WHAT IS REQUIRED:
Please output the material below as a two-column CSV headed input and output, with one row for each answer: the text being answered goes under input and the answer under output. Quote every field, and turn any line breaks into spaces.

Labeled point records:
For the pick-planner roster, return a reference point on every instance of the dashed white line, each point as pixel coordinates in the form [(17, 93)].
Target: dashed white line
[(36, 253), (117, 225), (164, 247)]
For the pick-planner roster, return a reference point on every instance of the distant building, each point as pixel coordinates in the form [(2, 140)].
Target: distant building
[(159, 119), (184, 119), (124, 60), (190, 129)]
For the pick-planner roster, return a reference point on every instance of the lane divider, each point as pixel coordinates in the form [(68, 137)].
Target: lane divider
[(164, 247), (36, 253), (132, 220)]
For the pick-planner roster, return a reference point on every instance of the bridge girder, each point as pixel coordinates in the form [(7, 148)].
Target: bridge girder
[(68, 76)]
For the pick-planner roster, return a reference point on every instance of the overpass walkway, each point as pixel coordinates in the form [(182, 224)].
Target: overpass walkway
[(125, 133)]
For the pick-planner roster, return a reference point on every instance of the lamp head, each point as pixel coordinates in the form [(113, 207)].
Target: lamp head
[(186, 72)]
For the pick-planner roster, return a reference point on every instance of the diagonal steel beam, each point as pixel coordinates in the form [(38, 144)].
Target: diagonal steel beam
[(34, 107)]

TASK RESULT:
input,output
"For the pick-planner roster, return a reference point on every instance of the dashed white line, each point as pixel coordinates in the form [(17, 93)]. Target: dashed white line","[(36, 253), (117, 225), (164, 247)]"
"For the pick-planner roster, return a reference point on every instance of the distant building, each point as pixel coordinates in the form [(2, 140)]. Target: distant building","[(159, 119), (184, 119), (124, 60), (190, 129)]"
"For the pick-planner roster, return a reference point on every instance of the lane divider, each point as pixel coordinates in the form [(68, 137)]. Target: lane divider","[(164, 247), (36, 253), (132, 220)]"
"For the pick-planner roster, return a reference point on every instance of the bridge girder, each point as pixel coordinates in the form [(7, 148)]. Target: bridge girder","[(68, 76)]"
"For the pick-planner roster, return a reference point on every instance of the overpass walkway, each point as pixel coordinates in the form [(182, 224)]. Target: overpass walkway","[(125, 133)]"
"For the pick-planner roster, return a reference point on every instance of the lamp head, each point as pixel coordinates in the form [(113, 207)]. Target: lamp head","[(186, 72)]"
"For the pick-planner roster, return a reference point on every instance of the diagonal steel beam, each point as pixel coordinates in the form [(38, 144)]. Target: diagonal steel beam","[(34, 107)]"